- **Aim**:
Write out again every line in the stretch from the line containing "obj: seated spectator | fmt: x1,y1 -> x2,y2" through the line containing "0,0 -> 400,73". Offset each bounding-box coordinate in the answers by -106.

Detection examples
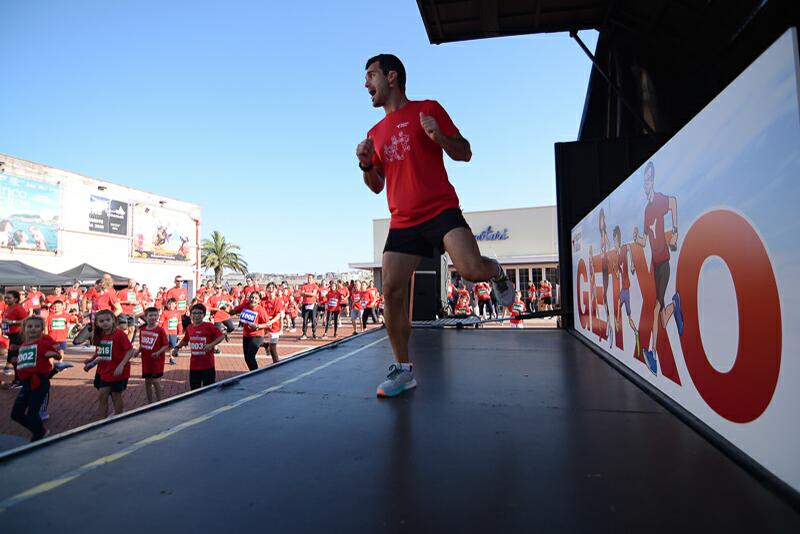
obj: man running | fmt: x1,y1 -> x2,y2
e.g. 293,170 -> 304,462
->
356,54 -> 514,396
633,161 -> 683,374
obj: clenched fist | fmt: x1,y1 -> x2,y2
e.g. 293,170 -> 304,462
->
419,112 -> 442,143
356,137 -> 375,167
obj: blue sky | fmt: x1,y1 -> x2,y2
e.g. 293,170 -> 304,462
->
0,0 -> 596,272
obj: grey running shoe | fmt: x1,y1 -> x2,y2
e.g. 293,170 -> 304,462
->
377,363 -> 417,397
53,362 -> 75,373
492,267 -> 514,308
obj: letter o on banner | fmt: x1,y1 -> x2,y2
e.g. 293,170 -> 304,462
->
675,210 -> 782,423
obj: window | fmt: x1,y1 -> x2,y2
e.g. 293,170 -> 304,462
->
544,267 -> 560,286
517,267 -> 531,295
506,269 -> 519,287
532,267 -> 542,288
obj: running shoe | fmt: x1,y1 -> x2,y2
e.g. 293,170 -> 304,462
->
377,363 -> 417,397
53,362 -> 75,373
672,292 -> 683,336
642,349 -> 658,375
492,265 -> 514,307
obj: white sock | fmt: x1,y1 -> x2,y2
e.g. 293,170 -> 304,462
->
492,263 -> 506,282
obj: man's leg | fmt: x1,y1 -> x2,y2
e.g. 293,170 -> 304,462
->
442,226 -> 514,306
381,251 -> 422,363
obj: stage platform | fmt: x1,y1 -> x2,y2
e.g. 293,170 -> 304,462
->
0,329 -> 800,534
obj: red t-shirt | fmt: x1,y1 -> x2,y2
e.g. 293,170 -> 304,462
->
28,291 -> 45,309
233,301 -> 270,337
644,193 -> 669,265
3,303 -> 28,335
139,326 -> 169,375
508,300 -> 525,324
365,287 -> 381,308
300,282 -> 319,306
65,288 -> 83,304
367,100 -> 459,228
164,287 -> 189,313
339,287 -> 350,306
47,312 -> 70,343
97,328 -> 133,382
183,323 -> 222,371
117,287 -> 142,315
158,310 -> 183,336
17,335 -> 58,389
325,291 -> 342,311
475,282 -> 492,301
261,297 -> 284,334
242,284 -> 261,299
92,291 -> 118,312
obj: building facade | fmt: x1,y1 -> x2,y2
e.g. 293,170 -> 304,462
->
350,206 -> 560,287
0,154 -> 200,291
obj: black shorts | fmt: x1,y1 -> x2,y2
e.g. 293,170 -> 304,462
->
94,374 -> 128,393
383,208 -> 472,258
653,261 -> 669,310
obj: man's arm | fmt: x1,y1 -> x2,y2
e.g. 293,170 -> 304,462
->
356,137 -> 386,195
419,113 -> 472,161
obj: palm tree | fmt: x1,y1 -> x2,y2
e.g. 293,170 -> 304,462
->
200,230 -> 247,284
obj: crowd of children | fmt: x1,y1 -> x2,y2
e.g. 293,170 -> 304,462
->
0,275 -> 382,440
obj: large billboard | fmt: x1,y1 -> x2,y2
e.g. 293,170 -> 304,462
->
89,195 -> 128,235
572,30 -> 800,490
0,173 -> 61,252
131,204 -> 196,262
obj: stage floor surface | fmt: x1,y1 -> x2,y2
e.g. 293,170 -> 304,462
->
0,329 -> 800,534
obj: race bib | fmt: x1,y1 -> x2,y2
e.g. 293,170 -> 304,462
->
17,345 -> 38,369
189,337 -> 206,356
239,310 -> 258,326
140,331 -> 158,350
97,339 -> 114,362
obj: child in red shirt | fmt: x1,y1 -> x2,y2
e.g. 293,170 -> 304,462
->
11,316 -> 59,441
83,310 -> 136,419
158,298 -> 183,365
46,300 -> 70,357
136,308 -> 170,403
508,291 -> 525,328
172,304 -> 225,389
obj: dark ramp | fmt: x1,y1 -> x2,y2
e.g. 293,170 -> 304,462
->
0,329 -> 800,533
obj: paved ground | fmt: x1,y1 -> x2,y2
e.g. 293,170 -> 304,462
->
0,320 -> 555,450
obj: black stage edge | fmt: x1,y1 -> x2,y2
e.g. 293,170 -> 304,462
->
568,329 -> 800,512
0,329 -> 800,534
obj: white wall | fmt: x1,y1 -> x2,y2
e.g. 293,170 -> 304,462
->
0,154 -> 200,289
372,206 -> 558,263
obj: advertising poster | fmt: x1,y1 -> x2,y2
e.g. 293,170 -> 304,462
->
89,195 -> 128,235
571,30 -> 800,490
0,173 -> 61,252
131,204 -> 195,261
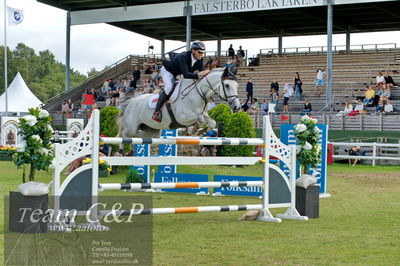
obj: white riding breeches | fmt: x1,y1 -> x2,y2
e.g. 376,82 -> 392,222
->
160,67 -> 175,95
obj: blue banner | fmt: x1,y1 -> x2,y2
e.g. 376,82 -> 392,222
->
154,172 -> 208,194
158,129 -> 178,174
280,124 -> 328,193
131,144 -> 150,182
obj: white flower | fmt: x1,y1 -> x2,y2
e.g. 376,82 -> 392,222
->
303,141 -> 312,151
32,135 -> 42,143
296,145 -> 301,154
47,125 -> 54,133
295,124 -> 307,133
40,147 -> 49,155
39,109 -> 49,118
22,115 -> 37,126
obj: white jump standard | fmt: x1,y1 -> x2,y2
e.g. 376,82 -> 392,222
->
53,110 -> 308,222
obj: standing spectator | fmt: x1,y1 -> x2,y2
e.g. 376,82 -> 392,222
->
246,78 -> 253,104
293,72 -> 303,101
314,68 -> 326,96
384,100 -> 393,113
301,100 -> 312,115
376,72 -> 386,86
236,45 -> 246,65
269,79 -> 279,96
228,44 -> 235,57
131,66 -> 141,89
282,80 -> 292,113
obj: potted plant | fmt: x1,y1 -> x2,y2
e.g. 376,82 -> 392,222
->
0,145 -> 17,161
10,108 -> 54,233
293,115 -> 322,218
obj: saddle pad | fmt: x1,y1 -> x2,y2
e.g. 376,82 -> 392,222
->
148,94 -> 160,109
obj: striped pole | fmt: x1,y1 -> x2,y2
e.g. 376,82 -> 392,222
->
99,181 -> 263,190
99,204 -> 262,216
100,137 -> 264,146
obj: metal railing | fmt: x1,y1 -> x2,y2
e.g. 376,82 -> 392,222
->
260,43 -> 397,55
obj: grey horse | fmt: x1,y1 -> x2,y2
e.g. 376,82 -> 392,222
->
118,68 -> 240,138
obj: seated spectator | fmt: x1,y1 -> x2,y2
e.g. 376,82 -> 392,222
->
385,72 -> 397,88
384,100 -> 393,113
211,56 -> 219,69
375,100 -> 385,113
381,84 -> 390,99
354,99 -> 364,112
301,100 -> 312,115
205,56 -> 213,69
269,79 -> 279,95
376,72 -> 385,86
363,85 -> 375,105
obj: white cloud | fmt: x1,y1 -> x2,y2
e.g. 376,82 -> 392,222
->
0,0 -> 400,73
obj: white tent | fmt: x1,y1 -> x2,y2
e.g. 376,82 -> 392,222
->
0,72 -> 42,113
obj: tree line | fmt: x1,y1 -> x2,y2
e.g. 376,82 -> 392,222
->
0,43 -> 98,102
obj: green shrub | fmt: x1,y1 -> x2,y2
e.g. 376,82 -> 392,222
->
125,169 -> 144,183
222,112 -> 256,156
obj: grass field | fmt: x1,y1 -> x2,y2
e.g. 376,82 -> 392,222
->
0,162 -> 400,265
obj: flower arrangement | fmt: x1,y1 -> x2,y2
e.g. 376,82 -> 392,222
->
13,108 -> 54,183
82,158 -> 112,173
293,115 -> 322,173
0,145 -> 17,159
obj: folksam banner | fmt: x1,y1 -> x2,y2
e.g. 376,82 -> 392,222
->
280,124 -> 328,194
154,173 -> 208,194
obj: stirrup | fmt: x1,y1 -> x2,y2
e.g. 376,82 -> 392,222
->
152,111 -> 162,123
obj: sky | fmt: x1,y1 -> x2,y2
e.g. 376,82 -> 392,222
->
0,0 -> 400,74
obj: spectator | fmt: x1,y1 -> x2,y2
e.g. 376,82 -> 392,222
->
363,85 -> 375,105
384,100 -> 393,113
337,100 -> 353,116
205,56 -> 213,69
349,146 -> 360,166
385,72 -> 397,88
260,99 -> 268,116
354,99 -> 364,113
207,98 -> 215,111
314,68 -> 326,96
61,100 -> 69,116
132,66 -> 141,89
228,44 -> 235,57
376,72 -> 385,86
282,80 -> 291,113
211,56 -> 219,69
246,78 -> 253,103
269,79 -> 279,96
301,100 -> 312,115
293,72 -> 303,101
236,45 -> 246,65
375,100 -> 385,113
270,88 -> 279,104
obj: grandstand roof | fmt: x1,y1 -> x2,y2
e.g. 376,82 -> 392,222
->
38,0 -> 400,41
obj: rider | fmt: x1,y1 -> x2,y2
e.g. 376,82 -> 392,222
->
153,41 -> 210,122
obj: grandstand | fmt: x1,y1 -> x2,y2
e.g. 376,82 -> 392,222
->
46,44 -> 400,129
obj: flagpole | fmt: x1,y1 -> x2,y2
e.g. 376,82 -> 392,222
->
4,0 -> 8,115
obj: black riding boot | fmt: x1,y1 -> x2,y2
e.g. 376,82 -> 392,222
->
153,91 -> 169,122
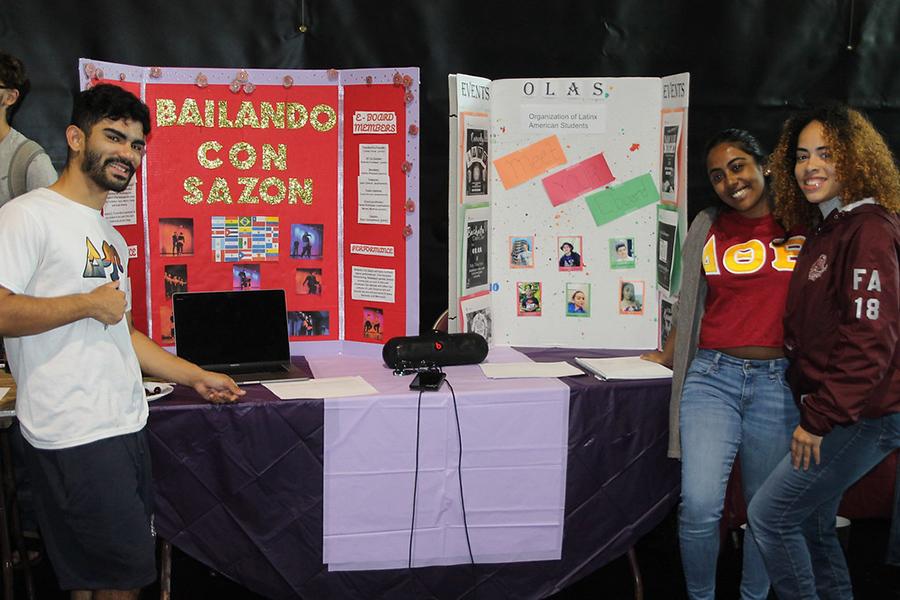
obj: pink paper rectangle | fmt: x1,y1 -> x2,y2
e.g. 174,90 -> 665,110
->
541,152 -> 616,206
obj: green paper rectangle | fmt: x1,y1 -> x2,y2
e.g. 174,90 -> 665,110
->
584,173 -> 659,227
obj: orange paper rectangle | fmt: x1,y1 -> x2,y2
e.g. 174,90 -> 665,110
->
494,135 -> 566,189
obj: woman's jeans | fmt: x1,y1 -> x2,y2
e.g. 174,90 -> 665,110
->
678,350 -> 799,600
748,413 -> 900,600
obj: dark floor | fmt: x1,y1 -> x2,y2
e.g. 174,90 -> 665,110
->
16,511 -> 900,600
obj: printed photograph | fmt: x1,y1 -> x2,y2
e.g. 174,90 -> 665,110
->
291,223 -> 325,260
466,308 -> 491,346
516,281 -> 541,317
231,265 -> 261,291
363,306 -> 384,340
509,236 -> 534,269
159,219 -> 194,256
566,283 -> 591,317
466,129 -> 488,196
163,265 -> 188,298
294,269 -> 322,296
609,237 -> 634,269
659,298 -> 672,350
619,281 -> 644,315
159,302 -> 175,343
556,235 -> 583,271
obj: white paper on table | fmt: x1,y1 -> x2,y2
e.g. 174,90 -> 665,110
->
479,361 -> 584,379
575,356 -> 672,379
263,375 -> 378,400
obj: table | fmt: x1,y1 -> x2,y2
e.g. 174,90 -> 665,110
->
0,369 -> 35,600
149,349 -> 679,598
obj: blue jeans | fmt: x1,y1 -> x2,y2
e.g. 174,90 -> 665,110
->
748,413 -> 900,600
678,350 -> 800,600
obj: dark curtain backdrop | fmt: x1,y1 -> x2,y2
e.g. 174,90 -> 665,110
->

- **Exercise solution**:
obj: seated spectator | fmt: x1,y1 -> x2,y2
e.g. 376,82 -> 392,222
->
279,-34 -> 291,-18
278,-6 -> 287,7
105,-50 -> 113,-37
269,-6 -> 279,7
275,-22 -> 284,-7
248,-7 -> 258,6
195,-6 -> 206,9
99,-50 -> 107,-37
163,-27 -> 173,-11
270,-34 -> 279,-20
257,-21 -> 269,-1
obj: white cloud | fmt: x1,y1 -> x2,y2
e.g. 376,82 -> 392,222
->
-106,-106 -> 294,-33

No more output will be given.